* Assigned task:
What is needed is every line of the data that includes the word "above". Please copy each one.

_ _ _

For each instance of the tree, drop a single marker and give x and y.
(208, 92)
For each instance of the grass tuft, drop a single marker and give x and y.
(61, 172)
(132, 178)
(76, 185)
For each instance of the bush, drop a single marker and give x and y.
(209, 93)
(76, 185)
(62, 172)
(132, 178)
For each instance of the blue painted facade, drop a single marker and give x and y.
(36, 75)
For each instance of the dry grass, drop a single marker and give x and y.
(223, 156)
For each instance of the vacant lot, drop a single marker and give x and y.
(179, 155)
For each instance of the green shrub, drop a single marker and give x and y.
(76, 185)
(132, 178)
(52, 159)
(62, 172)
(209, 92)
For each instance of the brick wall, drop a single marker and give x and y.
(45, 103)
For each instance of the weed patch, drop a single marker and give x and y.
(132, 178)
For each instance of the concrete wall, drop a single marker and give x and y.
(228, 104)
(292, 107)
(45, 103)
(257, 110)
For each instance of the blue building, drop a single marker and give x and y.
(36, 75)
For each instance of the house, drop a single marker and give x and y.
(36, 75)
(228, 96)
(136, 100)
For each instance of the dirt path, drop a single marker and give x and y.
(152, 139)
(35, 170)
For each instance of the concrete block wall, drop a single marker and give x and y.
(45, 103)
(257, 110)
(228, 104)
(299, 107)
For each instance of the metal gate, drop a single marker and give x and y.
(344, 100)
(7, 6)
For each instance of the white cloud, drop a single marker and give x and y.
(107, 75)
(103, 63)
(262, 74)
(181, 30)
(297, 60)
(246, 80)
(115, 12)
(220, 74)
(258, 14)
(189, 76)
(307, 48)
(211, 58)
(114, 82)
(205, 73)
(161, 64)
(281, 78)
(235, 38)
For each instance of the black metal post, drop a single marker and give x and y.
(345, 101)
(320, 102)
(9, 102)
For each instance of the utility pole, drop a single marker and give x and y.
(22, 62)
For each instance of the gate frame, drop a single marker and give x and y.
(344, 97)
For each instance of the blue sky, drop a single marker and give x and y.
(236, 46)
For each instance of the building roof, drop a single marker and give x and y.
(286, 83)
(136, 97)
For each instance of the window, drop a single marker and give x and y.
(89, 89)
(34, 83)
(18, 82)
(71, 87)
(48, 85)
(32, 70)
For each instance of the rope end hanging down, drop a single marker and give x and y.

_ _ _

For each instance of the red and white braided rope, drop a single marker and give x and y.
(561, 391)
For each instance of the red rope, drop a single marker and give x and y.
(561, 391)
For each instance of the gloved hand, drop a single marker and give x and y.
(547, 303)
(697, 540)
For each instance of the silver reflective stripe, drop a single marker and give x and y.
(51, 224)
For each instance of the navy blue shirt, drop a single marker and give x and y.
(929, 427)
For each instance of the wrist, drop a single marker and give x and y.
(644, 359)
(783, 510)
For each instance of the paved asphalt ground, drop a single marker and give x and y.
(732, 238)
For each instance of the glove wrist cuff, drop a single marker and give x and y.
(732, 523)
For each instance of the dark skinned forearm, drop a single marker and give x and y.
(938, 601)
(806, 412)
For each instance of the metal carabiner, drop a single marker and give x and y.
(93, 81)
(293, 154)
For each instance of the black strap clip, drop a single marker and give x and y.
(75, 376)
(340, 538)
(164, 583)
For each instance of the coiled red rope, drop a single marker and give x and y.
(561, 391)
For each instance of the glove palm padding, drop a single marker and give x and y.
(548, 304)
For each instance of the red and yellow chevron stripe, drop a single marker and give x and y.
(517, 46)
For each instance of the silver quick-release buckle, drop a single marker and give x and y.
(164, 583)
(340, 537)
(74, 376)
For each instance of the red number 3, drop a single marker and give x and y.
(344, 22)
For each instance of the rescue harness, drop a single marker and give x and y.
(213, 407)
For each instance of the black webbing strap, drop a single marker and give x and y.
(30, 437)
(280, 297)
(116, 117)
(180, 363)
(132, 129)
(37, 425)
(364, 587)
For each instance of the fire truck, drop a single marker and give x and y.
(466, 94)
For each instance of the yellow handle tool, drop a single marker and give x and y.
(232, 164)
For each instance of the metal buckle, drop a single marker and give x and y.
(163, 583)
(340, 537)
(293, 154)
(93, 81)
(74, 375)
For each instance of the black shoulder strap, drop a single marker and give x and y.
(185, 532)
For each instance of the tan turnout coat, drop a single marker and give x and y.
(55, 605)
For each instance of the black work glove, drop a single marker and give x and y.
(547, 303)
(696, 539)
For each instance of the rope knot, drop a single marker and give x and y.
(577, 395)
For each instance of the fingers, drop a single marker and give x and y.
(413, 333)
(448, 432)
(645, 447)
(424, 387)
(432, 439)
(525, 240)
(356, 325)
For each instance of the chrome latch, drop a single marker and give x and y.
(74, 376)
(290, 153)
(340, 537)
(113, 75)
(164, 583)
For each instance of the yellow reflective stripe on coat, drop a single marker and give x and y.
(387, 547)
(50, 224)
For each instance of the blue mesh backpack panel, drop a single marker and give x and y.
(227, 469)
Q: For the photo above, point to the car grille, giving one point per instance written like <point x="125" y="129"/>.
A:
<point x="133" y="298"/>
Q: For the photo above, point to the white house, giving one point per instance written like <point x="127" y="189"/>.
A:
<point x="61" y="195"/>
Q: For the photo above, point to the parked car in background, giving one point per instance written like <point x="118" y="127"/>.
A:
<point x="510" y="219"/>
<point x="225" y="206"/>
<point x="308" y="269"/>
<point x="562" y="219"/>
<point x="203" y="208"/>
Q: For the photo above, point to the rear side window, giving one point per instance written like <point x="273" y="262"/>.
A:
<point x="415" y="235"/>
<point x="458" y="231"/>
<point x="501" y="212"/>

_ _ _

* Solution to this exercise:
Q: For the photo above, point to the car grille, giving one point per instance written like <point x="125" y="129"/>.
Q: For the photo above, point to the white house, giving one point per instance written like <point x="127" y="189"/>.
Q: For the photo above, point to the parked car in background, giving one point per instance written like <point x="118" y="127"/>.
Q: For the photo above, point to the rear side window, giving one point per instance written like <point x="273" y="262"/>.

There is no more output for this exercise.